EXCERPTED RECORDS —

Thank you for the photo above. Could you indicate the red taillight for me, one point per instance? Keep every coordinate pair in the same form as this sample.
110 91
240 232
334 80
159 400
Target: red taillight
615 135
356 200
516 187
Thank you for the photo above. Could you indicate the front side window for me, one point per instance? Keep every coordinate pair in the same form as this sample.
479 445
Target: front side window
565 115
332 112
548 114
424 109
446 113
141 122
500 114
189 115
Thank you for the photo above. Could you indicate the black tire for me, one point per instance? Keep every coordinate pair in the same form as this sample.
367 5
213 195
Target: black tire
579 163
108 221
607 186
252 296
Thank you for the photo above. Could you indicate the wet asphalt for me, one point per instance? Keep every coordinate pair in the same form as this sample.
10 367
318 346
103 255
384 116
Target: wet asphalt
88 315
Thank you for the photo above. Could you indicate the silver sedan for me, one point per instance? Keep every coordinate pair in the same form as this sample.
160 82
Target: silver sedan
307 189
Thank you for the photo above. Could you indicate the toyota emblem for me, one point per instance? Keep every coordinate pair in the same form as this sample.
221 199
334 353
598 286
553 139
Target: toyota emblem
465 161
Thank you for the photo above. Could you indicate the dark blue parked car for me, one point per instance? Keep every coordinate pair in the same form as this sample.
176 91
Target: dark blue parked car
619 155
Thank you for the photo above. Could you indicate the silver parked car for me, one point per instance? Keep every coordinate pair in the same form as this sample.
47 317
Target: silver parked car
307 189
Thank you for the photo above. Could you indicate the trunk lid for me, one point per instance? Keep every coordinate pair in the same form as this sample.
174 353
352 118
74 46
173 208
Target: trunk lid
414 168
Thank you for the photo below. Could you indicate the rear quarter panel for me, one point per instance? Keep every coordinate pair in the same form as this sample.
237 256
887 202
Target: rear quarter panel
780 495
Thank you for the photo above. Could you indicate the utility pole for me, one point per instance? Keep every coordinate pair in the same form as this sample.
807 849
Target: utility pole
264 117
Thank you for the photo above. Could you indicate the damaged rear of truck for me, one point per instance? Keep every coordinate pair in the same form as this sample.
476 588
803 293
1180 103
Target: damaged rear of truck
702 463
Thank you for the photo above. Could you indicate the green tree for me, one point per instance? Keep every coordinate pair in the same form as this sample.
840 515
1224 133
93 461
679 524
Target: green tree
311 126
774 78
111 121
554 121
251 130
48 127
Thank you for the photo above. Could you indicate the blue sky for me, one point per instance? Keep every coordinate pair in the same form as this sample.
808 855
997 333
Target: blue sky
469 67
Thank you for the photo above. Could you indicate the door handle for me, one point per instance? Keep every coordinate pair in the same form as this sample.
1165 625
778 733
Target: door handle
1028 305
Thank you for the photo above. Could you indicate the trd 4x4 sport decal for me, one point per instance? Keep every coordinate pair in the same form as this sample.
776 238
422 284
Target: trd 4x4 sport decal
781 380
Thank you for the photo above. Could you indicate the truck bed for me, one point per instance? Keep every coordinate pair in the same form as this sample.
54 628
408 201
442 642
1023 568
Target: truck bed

PROBLEM — Only the lines from the one that contains "Thank you for the photo above. Could you indicate the trunk" to the end of the data should be output, exactly as they appear.

COMPLETE RESPONSE —
Thank you for the photo above. Could you indicate the trunk lid for me, one point per instance? Keep every coordinate pair in the same form as this sample.
174 353
352 118
74 46
173 208
Target: trunk lid
414 168
Thank you for the photo below. Could you indicate the rear quarter panel for me, one point per instance? Keep every coordinate pair in the same form as this sample.
237 256
887 202
Target: rear quarter panel
780 495
Thank you for the photo above. Could you indicate the utility pole for me, one point per instance? Keep every coordinate pair in the same form as this sample.
807 849
Target: utility pole
264 117
Thank you for the photo above. Could you indicate the damaged rear of truck for me, one point per instance? Keep every coordinate pair in the same form as this sample.
476 588
803 293
1180 103
Target: damaged rear of truck
702 463
Thank you for the photo above. Could you indicate the green tree for me, one point per instance? Keep every coordinate pair in the same form as this sample.
840 515
1224 133
93 461
679 524
Target: green tree
311 126
774 78
111 121
554 121
251 130
48 127
Thank you for the photo above. Could you indicate the blue sky for me, one point per instance? Keep every coordinate pair in the same form as this sample.
808 855
997 333
Target: blue sky
469 67
Thank you for the photo above. Could you indicate the door handle for me, one point per instance? Keep every coordinate pair in the same form as this sample.
1165 625
778 733
Target: door handle
1028 305
Thank you for the photo above. Could you indicate the trd 4x4 sport decal for me, one point per instance? Keep every coordinate pair in the same form as this sample.
776 238
422 284
Target: trd 4x4 sport decal
781 380
Thank you for the photo above. Could you indicate the truck bed for me, one point per instance? Keep every coordinate pair in the same form as this sample.
54 628
408 201
442 642
1023 568
Target: truck bed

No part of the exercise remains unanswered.